- Task goal -
Please set out the rows below as a numbered list, skipping blank lines and leaving out the pictures.
---
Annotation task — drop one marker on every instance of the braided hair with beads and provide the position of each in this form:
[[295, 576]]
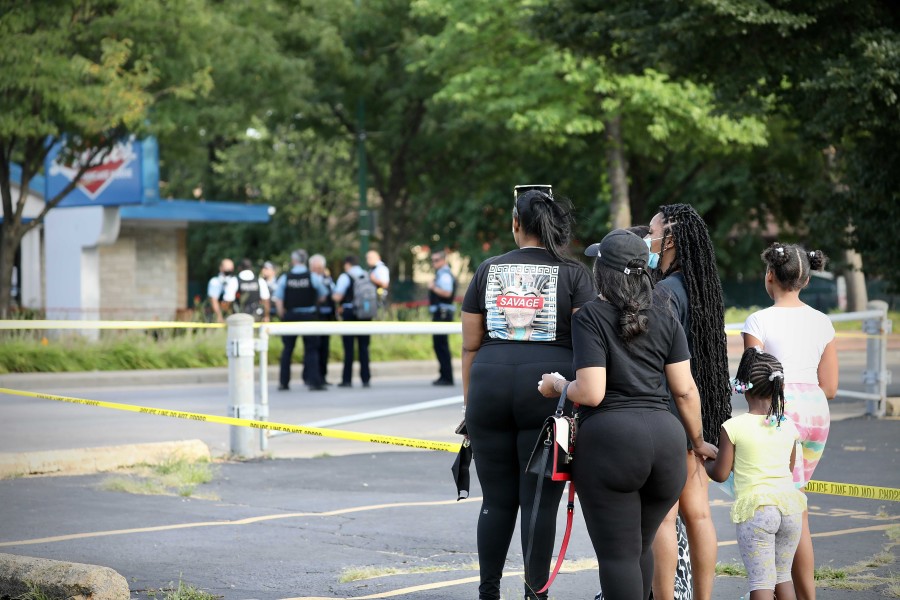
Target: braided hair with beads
[[791, 264], [696, 259], [761, 372]]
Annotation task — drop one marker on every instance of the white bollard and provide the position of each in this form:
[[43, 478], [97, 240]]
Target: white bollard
[[240, 382], [877, 376]]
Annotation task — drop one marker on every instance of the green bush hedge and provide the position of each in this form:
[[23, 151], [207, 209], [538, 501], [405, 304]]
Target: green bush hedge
[[33, 351]]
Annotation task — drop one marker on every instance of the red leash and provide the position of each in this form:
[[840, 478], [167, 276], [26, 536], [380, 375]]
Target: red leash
[[570, 512]]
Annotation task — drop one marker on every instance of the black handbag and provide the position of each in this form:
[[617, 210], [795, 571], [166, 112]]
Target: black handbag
[[552, 459], [553, 452]]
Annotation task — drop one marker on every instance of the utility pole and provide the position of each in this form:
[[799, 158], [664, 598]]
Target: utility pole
[[364, 221]]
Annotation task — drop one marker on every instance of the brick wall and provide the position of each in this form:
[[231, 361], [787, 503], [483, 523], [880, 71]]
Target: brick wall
[[143, 275]]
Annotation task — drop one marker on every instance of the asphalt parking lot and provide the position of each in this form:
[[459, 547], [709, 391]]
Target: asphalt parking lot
[[385, 524]]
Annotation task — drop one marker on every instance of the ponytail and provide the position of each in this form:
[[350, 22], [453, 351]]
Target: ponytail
[[550, 220], [762, 373]]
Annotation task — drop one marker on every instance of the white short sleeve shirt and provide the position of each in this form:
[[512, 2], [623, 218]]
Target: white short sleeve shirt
[[796, 336]]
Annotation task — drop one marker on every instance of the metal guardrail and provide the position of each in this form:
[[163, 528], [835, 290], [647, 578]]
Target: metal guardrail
[[876, 326]]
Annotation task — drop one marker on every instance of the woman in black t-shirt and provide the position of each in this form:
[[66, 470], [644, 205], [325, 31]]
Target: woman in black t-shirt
[[516, 320], [629, 467]]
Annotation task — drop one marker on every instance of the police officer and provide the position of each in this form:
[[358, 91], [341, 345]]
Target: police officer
[[297, 296], [343, 297], [440, 305], [222, 289], [326, 311], [380, 275], [253, 293]]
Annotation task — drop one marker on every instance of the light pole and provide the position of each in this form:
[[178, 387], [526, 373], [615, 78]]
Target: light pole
[[364, 220]]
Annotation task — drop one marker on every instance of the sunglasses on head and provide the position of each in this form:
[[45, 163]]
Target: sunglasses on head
[[521, 189]]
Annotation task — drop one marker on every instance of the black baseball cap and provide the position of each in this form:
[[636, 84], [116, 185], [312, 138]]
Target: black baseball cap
[[619, 248]]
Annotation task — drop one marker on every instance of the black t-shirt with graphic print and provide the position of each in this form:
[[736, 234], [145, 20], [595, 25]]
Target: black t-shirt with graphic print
[[527, 295], [635, 372]]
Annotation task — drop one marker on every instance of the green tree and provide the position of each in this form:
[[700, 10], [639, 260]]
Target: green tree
[[501, 64], [833, 68], [86, 72]]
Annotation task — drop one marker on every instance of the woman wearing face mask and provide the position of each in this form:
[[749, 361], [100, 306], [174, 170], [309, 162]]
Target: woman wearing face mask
[[685, 262], [803, 340], [516, 321], [627, 468]]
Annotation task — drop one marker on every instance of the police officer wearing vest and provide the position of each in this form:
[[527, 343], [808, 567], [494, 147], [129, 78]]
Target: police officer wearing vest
[[297, 297], [317, 264], [221, 290], [343, 296], [253, 293], [440, 305]]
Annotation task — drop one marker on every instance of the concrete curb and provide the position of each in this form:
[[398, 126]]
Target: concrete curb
[[57, 579], [45, 382], [83, 461]]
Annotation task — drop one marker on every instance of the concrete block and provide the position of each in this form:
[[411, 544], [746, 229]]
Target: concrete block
[[892, 407], [82, 461], [58, 579]]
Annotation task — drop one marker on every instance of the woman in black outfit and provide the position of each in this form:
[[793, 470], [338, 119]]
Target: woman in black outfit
[[629, 463], [516, 321]]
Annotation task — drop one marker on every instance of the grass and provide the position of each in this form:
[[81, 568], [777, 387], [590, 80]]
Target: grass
[[34, 351], [182, 592], [173, 477], [28, 352]]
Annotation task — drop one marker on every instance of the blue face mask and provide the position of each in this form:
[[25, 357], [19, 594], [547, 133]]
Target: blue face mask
[[653, 261]]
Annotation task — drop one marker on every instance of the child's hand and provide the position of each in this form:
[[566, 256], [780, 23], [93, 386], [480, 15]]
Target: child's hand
[[707, 451], [547, 386]]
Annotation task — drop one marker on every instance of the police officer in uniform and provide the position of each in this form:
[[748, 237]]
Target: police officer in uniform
[[326, 311], [297, 297], [253, 293], [440, 305], [221, 290], [343, 296]]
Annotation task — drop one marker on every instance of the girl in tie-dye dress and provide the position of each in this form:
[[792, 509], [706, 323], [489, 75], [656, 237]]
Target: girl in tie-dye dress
[[802, 338]]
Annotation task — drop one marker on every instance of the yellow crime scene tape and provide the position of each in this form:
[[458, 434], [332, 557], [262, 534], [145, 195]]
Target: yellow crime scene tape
[[316, 431], [816, 487]]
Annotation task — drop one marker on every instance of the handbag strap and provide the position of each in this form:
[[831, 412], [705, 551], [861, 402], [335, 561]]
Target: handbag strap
[[570, 512], [536, 505]]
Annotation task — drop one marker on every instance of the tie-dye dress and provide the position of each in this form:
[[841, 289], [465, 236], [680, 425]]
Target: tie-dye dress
[[797, 337]]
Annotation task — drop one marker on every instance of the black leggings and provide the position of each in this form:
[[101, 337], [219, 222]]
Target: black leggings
[[629, 470], [504, 416]]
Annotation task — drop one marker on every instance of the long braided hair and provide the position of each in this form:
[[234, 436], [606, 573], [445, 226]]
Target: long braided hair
[[762, 376], [551, 219], [696, 260]]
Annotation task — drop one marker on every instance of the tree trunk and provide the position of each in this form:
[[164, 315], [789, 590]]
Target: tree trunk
[[857, 297], [619, 206]]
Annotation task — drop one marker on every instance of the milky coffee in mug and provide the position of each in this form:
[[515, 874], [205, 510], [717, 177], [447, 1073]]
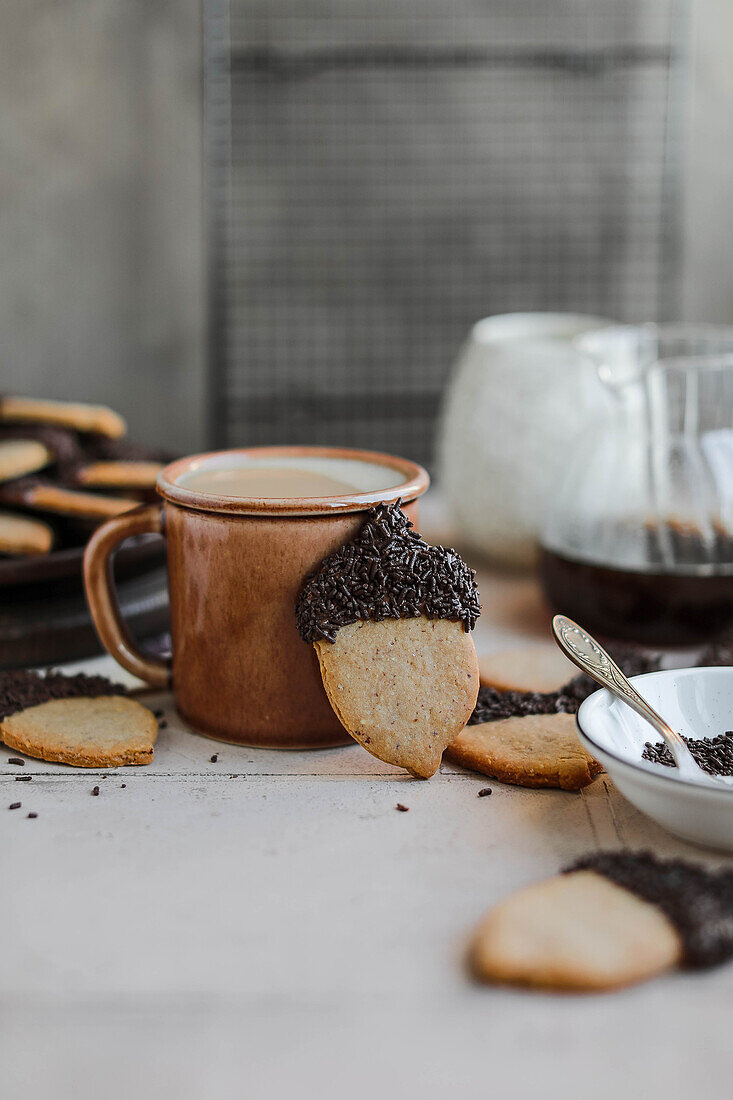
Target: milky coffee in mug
[[243, 529]]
---
- Solution -
1. Annotation task — drop one marker on every instance of the braided hair with beads and provide the position of each in this form:
2. [[295, 576]]
3. Target: braided hair with beads
4. [[791, 264], [696, 259], [761, 372]]
5. Annotation task — drop one marker on every instance of the white bollard and provide the position of each in this form:
6. [[43, 478], [97, 240]]
7. Target: white bollard
8. [[240, 382], [877, 376]]
9. Annotation task — drop one marker on every instance of the green bush hedge and provide the position of each in this form:
10. [[23, 151], [207, 209], [538, 501], [405, 304]]
11. Target: green bush hedge
12. [[33, 351]]
13. Annotation task — drop one marker on every instance of the red leash and provide the position of each in this form:
14. [[840, 478], [167, 276], [26, 536], [380, 375]]
15. Target: red leash
16. [[570, 512]]
17. Annotation task — drop one marker on every instance of the black handbag and provide the position of each in this form:
18. [[617, 210], [795, 571], [166, 112]]
19. Target: black handbag
20. [[552, 459], [553, 452]]
21. Annotation task — drop one marker on every instance of the utility pole and provide the position of each in this form:
22. [[799, 158], [664, 598]]
23. Target: utility pole
24. [[364, 221]]
25. Annotation task — drop one marker on every instance of the brick wall and provide the position of each in this form:
26. [[231, 361], [787, 503], [483, 523], [880, 71]]
27. Target: brick wall
28. [[143, 275]]
29. Annotation task — drop one marker on every instance of the asphalt parking lot and provide the position of each in this form:
30. [[459, 547], [709, 391]]
31. Target: asphalt parking lot
32. [[385, 524]]
33. Annotation task — drop one marker on every instance of the ponytail and provide the position of each in this form:
34. [[350, 22], [453, 351]]
35. Target: ponytail
36. [[550, 220], [762, 373]]
37. Annotation task — drop one marker on every instance of the white short sleeve shirt and provide the position of each in this form:
38. [[512, 2], [623, 218]]
39. Target: white short sleeve shirt
40. [[796, 336]]
41. Annotation task — drop one marker on every instance of the metal guardrail and provide the position of each in this form:
42. [[163, 528], [835, 290], [647, 578]]
43. Target: metal guardrail
44. [[876, 326]]
45. Annotation task — drop one marker on every instance of the woman in black t-shirt and provide the position of each in this form:
46. [[66, 470], [644, 205], [325, 31]]
47. Target: woman in black t-shirt
48. [[516, 320], [629, 467]]
49. Annotation task — drop one marker on every instance of the police officer and provide the position of each in this form:
50. [[358, 91], [341, 345]]
51. Target: police officer
52. [[297, 296], [343, 297], [440, 305], [222, 289], [326, 311], [380, 275], [253, 293]]
53. Annotation task — drop one marker on every instance of the light pole and provide the position of each in this form:
54. [[178, 387], [526, 373], [615, 78]]
55. Target: light pole
56. [[364, 220]]
57. Annotation task — drop one marker on every instance of the sunglasses on head and provide the position of each in this form:
58. [[45, 163]]
59. Target: sunglasses on head
60. [[521, 189]]
61. Annotation task — drop one marker on every instance of the black baseball cap and provide the position of each in this form:
62. [[636, 84], [116, 185], [312, 138]]
63. Target: black baseball cap
64. [[619, 248]]
65. Annotation task — drop one marker on every instance of the black t-shirt with graphic print and provide the position of each in this form:
66. [[736, 234], [145, 20], [595, 25]]
67. Target: black t-shirt with graphic print
68. [[527, 295], [635, 372]]
69. Annotation task — drop one marker on every instance of the green tree and provide the position of each in this form:
70. [[700, 10], [639, 260]]
71. Target: green tree
72. [[501, 64], [833, 68], [86, 72]]
73. Annotation task — drop one marker on every instance of the woman wearing face mask and provide the position of each in this form:
74. [[749, 361], [100, 306], [174, 170], [309, 162]]
75. Target: woman wearing face mask
76. [[685, 262], [803, 340], [516, 321], [627, 468]]
77. Annotation task — drop one marker on every instance of the police officer wearing vest and provide the position of each in this form:
78. [[527, 343], [808, 567], [494, 147], [129, 78]]
79. Target: police officer wearing vest
80. [[297, 297], [317, 264], [221, 290], [343, 296], [253, 293], [440, 305]]
81. Annotation task — drop one marker on every instance of the concrete curb and provide the position of each in this form:
82. [[398, 126]]
83. Target: concrete curb
84. [[57, 579], [45, 382], [83, 461]]
85. Annotation task — drop one marker on every instance of the concrete block and provide the position of each in this form:
86. [[411, 544], [746, 229]]
87. Target: concrete block
88. [[892, 407], [82, 461], [58, 579]]
89. Annotation task — drop one marker on every instance of the woman in black outfit and provide the position of each in this form:
90. [[793, 470], [338, 119]]
91. Target: woman in black outfit
92. [[629, 463], [516, 321]]
93. Annotation task — drop one marker on every instance of the grass and provide the position of each in this form:
94. [[81, 568], [777, 387], [590, 80]]
95. Target: grass
96. [[34, 351], [182, 592], [173, 477], [28, 352]]
97. Annotation task — drop one marker on every instance of the blue face mask and provide the position of each in this form:
98. [[25, 357], [19, 594], [547, 133]]
99. Target: blue face mask
100. [[653, 261]]
101. Annotation task — drop one marker on every instance of the child's hand and provide the position of each in this form:
102. [[566, 256], [780, 23], [93, 386], [480, 15]]
103. Target: child's hand
104. [[707, 451], [547, 386]]
105. Annotation task — drop one marker on every instance of the police officer in uniform and provide the position of each in this form:
106. [[748, 237]]
107. Target: police officer in uniform
108. [[326, 311], [297, 297], [253, 293], [440, 305], [221, 290], [343, 296]]
109. Annotation task — drop one marker on every instance of the girl in tie-dye dress and provide the position of each in this form:
110. [[792, 509], [706, 323], [489, 75], [656, 237]]
111. Target: girl in tie-dye dress
112. [[802, 338]]
113. Annotation task — drop one marker on every instance of the yellow crime scene tape and provide the position of each in this form:
114. [[458, 434], [332, 557], [262, 534], [145, 195]]
115. Target: yellow crime scene tape
116. [[316, 431], [816, 487]]
117. Annotation task — drop one marker on every instance of the handbag strap and provide the position of each in this form:
118. [[831, 412], [705, 551], [861, 402], [335, 561]]
119. Target: handbag strap
120. [[570, 512], [536, 505]]
121. Annotation task — drop one marker on every instance of the tie-dye dress and provide the position of each in this form:
122. [[841, 289], [465, 236], [680, 425]]
123. Target: tie-dye dress
124. [[797, 337]]
125. Annotation task — drop one marker on every instance of the black leggings and provide the position of each in this form:
126. [[101, 337], [219, 222]]
127. Target: black leggings
128. [[629, 470], [504, 416]]
129. Annotation task — drop one marker on every instance of the long braided hair and provide the position of each in this form:
130. [[234, 436], [606, 573], [445, 226]]
131. Target: long braided hair
132. [[762, 376], [551, 219], [696, 260]]
133. Annotation task — drop one marker on every instance of the tree trunk and provide the position of each in this form:
134. [[164, 315], [789, 590]]
135. Target: tree trunk
136. [[857, 297], [619, 206]]
137. Annotation task — drop one marker on every instance of the milky coffee in mug and provide the position of each in this form:
138. [[515, 874], [205, 510], [717, 177], [447, 1073]]
139. Target: milky coffee in mug
140. [[243, 529]]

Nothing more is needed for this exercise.